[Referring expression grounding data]
═══

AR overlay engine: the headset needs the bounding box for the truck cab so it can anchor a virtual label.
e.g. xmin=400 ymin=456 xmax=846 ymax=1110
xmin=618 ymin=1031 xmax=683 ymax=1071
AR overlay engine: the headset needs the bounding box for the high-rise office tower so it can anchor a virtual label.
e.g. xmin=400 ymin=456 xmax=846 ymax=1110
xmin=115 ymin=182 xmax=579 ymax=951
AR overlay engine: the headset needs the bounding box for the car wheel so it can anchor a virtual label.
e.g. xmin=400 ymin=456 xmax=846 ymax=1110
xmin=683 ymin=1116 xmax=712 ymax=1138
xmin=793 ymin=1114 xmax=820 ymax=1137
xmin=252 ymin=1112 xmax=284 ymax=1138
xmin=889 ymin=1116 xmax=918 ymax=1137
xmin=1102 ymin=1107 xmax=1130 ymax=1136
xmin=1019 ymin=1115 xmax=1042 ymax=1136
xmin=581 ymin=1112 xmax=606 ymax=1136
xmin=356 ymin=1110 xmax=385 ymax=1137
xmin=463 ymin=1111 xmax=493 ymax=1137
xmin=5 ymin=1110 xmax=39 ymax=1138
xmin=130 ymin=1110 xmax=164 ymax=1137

═══

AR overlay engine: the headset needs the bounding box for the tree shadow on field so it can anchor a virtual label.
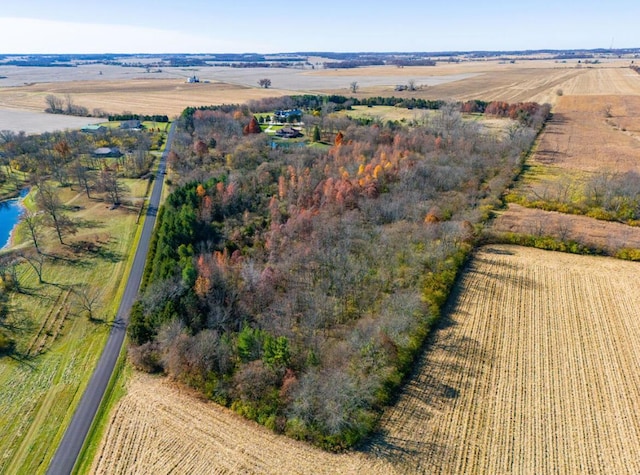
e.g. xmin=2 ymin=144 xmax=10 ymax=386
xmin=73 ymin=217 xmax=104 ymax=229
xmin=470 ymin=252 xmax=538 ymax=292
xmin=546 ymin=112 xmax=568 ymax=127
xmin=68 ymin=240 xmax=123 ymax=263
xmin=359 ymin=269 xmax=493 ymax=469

═══

▶ Exercise details
What you give back must be the stretch above, starting at the line with "tower so it can anchor a virtual label." and ending at the line with "wheel so it can anchor a virtual label.", copied exactly.

▶ Solved problem
AR overlay engine: the headset needs the bounding box for the high-rise office tower so it can anchor a virtual label.
e.g. xmin=400 ymin=456 xmax=846 ymax=1110
xmin=115 ymin=182 xmax=579 ymax=951
AR overlay engine: the headset needs the bounding box for the car wheel so it can anchor a virtual label.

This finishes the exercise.